**Provided records**
--
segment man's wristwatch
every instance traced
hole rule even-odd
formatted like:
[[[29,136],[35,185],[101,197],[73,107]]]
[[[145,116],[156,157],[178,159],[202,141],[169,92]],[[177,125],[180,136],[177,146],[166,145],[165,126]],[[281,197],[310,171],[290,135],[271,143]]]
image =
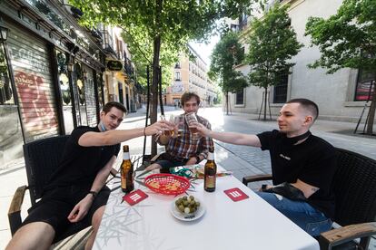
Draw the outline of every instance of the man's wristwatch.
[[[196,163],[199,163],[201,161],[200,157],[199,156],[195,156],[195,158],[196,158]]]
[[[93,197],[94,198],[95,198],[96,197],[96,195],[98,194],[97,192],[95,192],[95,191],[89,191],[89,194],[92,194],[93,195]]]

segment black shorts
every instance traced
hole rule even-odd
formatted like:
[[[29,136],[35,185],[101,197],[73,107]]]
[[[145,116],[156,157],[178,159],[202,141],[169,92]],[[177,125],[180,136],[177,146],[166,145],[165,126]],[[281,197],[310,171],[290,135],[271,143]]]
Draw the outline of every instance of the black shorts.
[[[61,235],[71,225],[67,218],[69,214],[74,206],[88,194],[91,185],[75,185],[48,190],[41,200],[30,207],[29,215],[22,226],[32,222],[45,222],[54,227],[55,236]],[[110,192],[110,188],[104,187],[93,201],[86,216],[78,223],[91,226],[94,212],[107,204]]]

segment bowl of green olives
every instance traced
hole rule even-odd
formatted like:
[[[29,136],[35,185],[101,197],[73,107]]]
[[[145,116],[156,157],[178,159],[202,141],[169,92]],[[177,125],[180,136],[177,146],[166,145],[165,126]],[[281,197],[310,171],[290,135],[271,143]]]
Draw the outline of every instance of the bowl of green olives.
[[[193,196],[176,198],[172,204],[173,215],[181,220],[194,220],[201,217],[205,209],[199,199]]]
--
**Stated problem**
Copy the material above word for word, leaving out the pictures.

**Finished task**
segment man's wristwatch
every instance traced
hole rule even-odd
formatted like:
[[[29,136],[35,185],[101,197],[73,107]]]
[[[145,116],[156,157],[178,159],[202,141],[169,92]],[[177,125],[180,136],[177,146],[166,145],[165,126]],[[281,197],[310,171],[290,135],[271,143]]]
image =
Draw the outline of every instance of the man's wristwatch.
[[[196,163],[199,163],[201,161],[200,157],[199,156],[195,156],[195,158],[196,158]]]
[[[93,197],[94,198],[95,198],[96,197],[96,195],[98,194],[97,192],[95,192],[95,191],[89,191],[89,194],[92,194],[93,195]]]

segment black shorts
every instance traced
hole rule even-odd
formatted like:
[[[29,136],[35,185],[101,197],[73,107]]]
[[[145,116],[156,157],[178,159],[202,141],[169,92]],[[177,125],[180,136],[177,146],[166,145],[165,126]],[[281,197],[310,171],[290,135],[271,143]]]
Draw the outline of every instance of the black shorts.
[[[61,235],[71,225],[67,218],[69,214],[74,206],[88,194],[91,185],[75,185],[48,190],[41,200],[30,207],[29,215],[22,226],[32,222],[45,222],[54,227],[55,236]],[[110,192],[110,188],[104,187],[93,201],[86,216],[78,223],[91,226],[94,212],[107,204]]]

segment bowl of green olives
every instance traced
hole rule even-odd
formatted like:
[[[29,136],[35,185],[101,197],[73,107]]]
[[[145,116],[156,157],[178,159],[202,141],[169,92]],[[177,125],[180,136],[177,146],[166,145],[165,126]],[[281,197],[310,171],[290,135],[271,143]]]
Draw the outline of every instance of the bowl of green olives.
[[[193,196],[176,198],[172,204],[173,215],[181,220],[194,220],[201,217],[205,209],[199,199]]]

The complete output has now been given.